Immediately after returning from filming, Cole was cast in a recurring role on the ITV sitcom, ...And Mother Makes Three, in which she played Arabella, a stuck-up and snobbish teenaged girl.

From 1971 to 1974, she acted in several TV series, and was often cast as a "bad girl"; in an episode of ITV series Saturday Night Theatre, she played a delinquent who broke into a house, and a juvenile offender in an episode of prison drama series Within These Walls. Occasionally, she was cast in other moulds: on an episode of the Orson Welles' Great Mysteries series, she played a murder victim.

She made her next theatrical appearance in British-German comedy film That Lucky Touch, opposite Roger Moore. In this film, she played the daughter of the characters played by Shelley Winters and Lee J. Cobb. Julie also found recognition playing Alice (from Alice In Wonderland) in a two-minute Christmas commercial for Woolworths.

In 1975, Cole got her break-out role being cast as one of the leading characters in BBC medical drama Angels. Breaking the bad-girl mould, she played Jo Longhurst, a second-year student nurse. Her character was known for her compassion, kind nature, advocacy for patients, and challenging authority when it was questionable. Production of the show began in February 1975, and episodes started to air in September of that same year. Cole's run on the show lasted three years.
□ □ □ □ □
» Task brief: Carry on the account of Julie Cole's acting career above, picking up after its last sentence.

» Dataset entries:
□ □ □ □ □
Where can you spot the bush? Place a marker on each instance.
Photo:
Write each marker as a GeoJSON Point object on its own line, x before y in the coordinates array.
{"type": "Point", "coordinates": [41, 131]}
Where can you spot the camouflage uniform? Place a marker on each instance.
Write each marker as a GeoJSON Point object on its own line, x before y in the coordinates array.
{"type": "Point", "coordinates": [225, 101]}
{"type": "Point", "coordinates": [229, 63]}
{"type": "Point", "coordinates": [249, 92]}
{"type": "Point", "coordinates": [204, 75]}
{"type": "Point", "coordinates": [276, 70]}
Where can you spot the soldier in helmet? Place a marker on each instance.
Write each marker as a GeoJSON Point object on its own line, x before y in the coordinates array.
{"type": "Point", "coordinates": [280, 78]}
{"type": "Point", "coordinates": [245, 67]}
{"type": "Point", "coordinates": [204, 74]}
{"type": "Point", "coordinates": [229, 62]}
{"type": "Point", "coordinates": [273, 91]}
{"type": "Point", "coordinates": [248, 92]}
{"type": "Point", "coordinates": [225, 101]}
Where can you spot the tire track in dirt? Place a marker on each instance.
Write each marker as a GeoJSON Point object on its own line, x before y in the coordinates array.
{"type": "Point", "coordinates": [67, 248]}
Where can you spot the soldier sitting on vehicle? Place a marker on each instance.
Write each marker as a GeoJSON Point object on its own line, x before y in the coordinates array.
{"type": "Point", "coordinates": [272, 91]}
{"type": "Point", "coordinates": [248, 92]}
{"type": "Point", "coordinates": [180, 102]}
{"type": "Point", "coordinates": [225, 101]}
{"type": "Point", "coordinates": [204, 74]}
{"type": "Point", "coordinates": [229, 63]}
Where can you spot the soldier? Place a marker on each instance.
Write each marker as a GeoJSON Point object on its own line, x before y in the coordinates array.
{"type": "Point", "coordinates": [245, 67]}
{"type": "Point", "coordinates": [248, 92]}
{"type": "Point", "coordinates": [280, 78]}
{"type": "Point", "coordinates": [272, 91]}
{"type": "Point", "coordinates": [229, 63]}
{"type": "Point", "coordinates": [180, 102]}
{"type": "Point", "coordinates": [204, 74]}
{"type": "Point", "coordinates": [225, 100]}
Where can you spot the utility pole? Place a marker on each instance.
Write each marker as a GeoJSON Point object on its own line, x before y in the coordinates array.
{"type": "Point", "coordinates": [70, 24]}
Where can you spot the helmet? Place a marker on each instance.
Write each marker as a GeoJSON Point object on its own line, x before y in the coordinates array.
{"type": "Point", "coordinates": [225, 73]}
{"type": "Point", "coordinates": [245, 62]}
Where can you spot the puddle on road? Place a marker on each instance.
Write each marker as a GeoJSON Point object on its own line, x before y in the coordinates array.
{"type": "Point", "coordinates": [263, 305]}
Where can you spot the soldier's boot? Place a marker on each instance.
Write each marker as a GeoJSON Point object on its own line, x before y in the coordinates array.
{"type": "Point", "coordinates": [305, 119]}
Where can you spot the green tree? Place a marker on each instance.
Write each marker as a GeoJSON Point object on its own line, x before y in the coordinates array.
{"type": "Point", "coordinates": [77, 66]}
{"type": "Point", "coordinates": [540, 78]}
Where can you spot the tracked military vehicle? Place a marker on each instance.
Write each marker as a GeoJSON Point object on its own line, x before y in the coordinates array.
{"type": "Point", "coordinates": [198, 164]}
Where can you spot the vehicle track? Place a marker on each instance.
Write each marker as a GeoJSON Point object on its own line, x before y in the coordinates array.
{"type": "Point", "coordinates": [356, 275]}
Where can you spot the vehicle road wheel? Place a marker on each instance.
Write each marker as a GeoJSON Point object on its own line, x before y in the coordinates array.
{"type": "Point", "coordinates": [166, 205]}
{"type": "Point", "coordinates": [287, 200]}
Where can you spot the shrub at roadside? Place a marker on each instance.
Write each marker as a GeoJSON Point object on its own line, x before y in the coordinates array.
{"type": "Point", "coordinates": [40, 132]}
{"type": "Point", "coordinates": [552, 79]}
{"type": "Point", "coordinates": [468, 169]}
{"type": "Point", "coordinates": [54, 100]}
□ □ □ □ □
» Result below:
In 1976, Cole joined the cast of the costume drama Poldark for its second season. Reverting to her bad-girl mould, Cole played the salacious and lecherous Rowella Chynoweth, who engages in an affair with her brother-in-law (played by Christopher Biggins). Poldark was immensely popular and garnered much attention for its romantic, and at times racy, plot lines.

Her other credits include the Children's Film Foundation film Paganini Strikes Again (1973), a 1982 episode of Tales of the Unexpected ("The Skeleton Key"), and the 1984 TV film of Camille, starring Greta Scacchi and Colin Firth. She featured as 'Robot 35' in the CBBC comedy Galloping Galaxies!.

Furthermore, Cole has had a number of theatrical credits, as well as pantomime and voice-over work over the years. Cole has appeared on radio in BBC Radio 2 broadcasts of British panto, including 26 December 1979 broadcast of Puss in Boots as Princess Rosepetal, as Jill on 25 December 1981 broadcast of Mother Goose, and as Alice in the 27 December 1982 broadcast of Dick Whittington.

=== Career change, memoirs, and Willy Wonka ===
After qualifying in 1998 as a fitness instructor, she worked in the 2000s on various projects, including the 2005 ITV series Fat Families as fitness advisor to one of the title families. Additionally, Cole trained as a psychotherapist and started practicing in 2007.

Returning to Willy Wonka, in 2004, Cole guest-starred in a Melbourne Comedy Festival show, Willy Wonka Explained (The Search for Veruca Salt). This led to Cole co-starring in the 2010 Edinburgh Fringe show, Willy Wonka Revisited: The Veruca Salt Sessions, where she plays a semifictional version of herself discussing Veruca, life, and obsessive fans with her unseen therapist, while her co-star plays an Australian fan describing his obsession with Veruca to his unseen therapist.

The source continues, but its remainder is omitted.